Task statement: Locate each line in the items below that contains the string "table", and copy those lines.

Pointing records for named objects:
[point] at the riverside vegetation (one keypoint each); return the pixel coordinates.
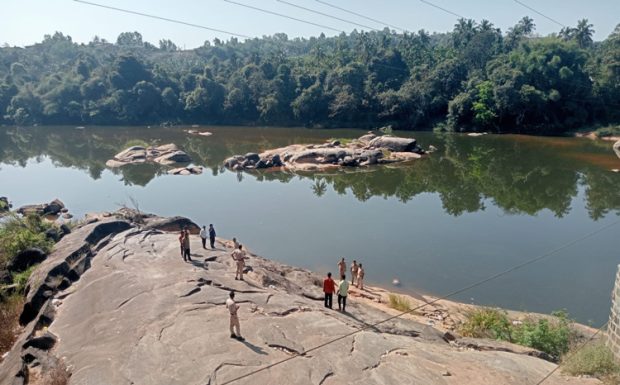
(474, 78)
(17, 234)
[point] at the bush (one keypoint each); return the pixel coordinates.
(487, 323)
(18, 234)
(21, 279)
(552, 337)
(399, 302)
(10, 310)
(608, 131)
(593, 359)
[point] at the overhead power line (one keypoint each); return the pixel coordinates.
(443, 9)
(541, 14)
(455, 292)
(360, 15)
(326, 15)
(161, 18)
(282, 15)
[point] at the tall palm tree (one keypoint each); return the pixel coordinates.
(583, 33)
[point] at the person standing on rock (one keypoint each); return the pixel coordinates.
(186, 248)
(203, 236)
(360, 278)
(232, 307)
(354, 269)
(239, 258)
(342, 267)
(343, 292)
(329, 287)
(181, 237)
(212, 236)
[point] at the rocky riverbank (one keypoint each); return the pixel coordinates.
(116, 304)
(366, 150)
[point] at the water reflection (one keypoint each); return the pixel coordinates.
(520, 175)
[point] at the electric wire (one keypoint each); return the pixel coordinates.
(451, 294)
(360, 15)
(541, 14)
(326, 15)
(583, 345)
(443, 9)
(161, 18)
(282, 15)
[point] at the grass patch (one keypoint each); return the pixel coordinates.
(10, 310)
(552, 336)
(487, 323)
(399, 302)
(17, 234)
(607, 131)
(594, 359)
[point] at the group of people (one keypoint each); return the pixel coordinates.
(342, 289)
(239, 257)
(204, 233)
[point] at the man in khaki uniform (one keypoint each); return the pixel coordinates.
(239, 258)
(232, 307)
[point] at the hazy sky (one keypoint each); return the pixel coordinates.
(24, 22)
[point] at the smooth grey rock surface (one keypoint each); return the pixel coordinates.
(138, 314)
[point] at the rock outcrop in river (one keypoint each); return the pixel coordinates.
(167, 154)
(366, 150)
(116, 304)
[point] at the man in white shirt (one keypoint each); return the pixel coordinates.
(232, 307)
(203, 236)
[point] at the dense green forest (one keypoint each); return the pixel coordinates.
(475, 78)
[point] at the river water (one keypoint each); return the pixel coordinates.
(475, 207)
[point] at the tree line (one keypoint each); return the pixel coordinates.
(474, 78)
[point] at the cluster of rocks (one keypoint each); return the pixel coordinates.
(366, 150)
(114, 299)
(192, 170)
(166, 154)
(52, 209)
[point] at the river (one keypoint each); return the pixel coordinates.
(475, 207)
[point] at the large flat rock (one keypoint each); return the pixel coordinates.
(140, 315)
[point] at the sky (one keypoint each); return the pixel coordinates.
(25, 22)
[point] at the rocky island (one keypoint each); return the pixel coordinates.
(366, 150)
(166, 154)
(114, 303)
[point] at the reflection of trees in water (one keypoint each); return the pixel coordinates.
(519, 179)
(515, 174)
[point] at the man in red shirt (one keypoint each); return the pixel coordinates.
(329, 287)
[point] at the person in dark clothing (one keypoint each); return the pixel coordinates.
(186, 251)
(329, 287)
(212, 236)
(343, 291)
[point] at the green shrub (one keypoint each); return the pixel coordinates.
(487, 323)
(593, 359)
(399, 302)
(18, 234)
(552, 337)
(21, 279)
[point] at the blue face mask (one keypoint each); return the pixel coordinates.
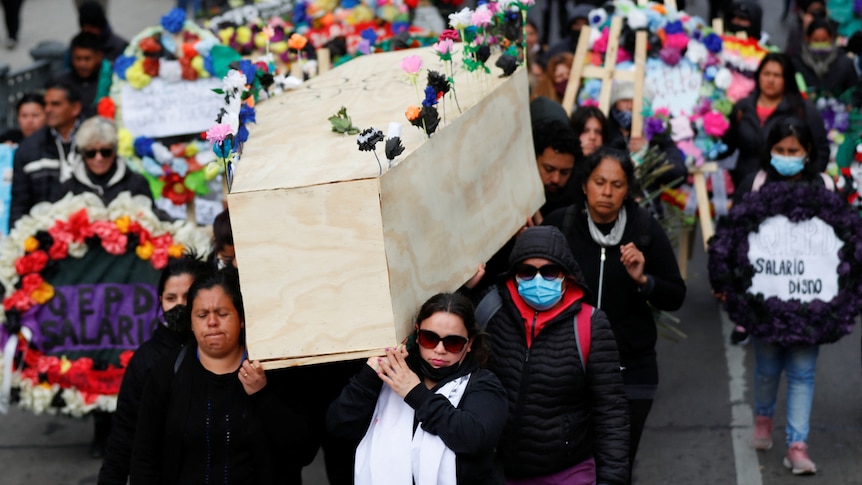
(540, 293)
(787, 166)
==
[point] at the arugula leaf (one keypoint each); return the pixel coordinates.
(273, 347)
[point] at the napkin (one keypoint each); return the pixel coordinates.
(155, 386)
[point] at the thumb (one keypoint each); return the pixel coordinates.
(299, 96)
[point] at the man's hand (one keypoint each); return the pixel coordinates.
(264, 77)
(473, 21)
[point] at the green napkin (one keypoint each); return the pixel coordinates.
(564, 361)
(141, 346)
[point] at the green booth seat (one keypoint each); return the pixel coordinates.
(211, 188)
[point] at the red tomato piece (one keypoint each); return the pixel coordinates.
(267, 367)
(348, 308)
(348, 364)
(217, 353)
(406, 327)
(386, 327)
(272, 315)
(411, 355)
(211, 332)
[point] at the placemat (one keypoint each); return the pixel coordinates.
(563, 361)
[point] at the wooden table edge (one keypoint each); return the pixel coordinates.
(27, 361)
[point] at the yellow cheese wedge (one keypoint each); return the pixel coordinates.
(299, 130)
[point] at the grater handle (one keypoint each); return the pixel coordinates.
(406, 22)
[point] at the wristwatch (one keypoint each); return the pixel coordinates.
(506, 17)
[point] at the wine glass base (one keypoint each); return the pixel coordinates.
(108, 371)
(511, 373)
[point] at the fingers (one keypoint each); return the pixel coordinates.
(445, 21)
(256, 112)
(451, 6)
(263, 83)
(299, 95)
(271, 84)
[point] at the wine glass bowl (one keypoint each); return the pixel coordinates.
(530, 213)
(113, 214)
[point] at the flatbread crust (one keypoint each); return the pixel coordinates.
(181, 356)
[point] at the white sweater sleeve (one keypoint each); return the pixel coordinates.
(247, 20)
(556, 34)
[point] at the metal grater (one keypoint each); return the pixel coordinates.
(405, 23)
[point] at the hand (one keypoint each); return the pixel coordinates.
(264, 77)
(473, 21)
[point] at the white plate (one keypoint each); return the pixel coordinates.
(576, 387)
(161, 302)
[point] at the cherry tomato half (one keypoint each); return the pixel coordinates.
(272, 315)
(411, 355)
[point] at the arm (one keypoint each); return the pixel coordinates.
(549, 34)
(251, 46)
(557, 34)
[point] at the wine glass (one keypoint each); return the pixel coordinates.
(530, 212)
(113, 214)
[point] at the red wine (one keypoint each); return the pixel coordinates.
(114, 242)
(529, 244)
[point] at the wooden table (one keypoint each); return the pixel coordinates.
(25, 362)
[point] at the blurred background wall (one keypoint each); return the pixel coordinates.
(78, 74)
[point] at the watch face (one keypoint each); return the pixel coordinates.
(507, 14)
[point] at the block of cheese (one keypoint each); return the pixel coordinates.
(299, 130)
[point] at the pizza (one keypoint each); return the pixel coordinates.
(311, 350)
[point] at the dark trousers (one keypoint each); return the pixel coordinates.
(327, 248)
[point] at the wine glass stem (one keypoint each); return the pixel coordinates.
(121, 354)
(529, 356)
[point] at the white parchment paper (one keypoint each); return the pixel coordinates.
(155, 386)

Task solution:
[point] at the wooden table edge (one keypoint each); return the pixel coordinates.
[point] at the wooden table (one keypoint each); return the pixel coordinates.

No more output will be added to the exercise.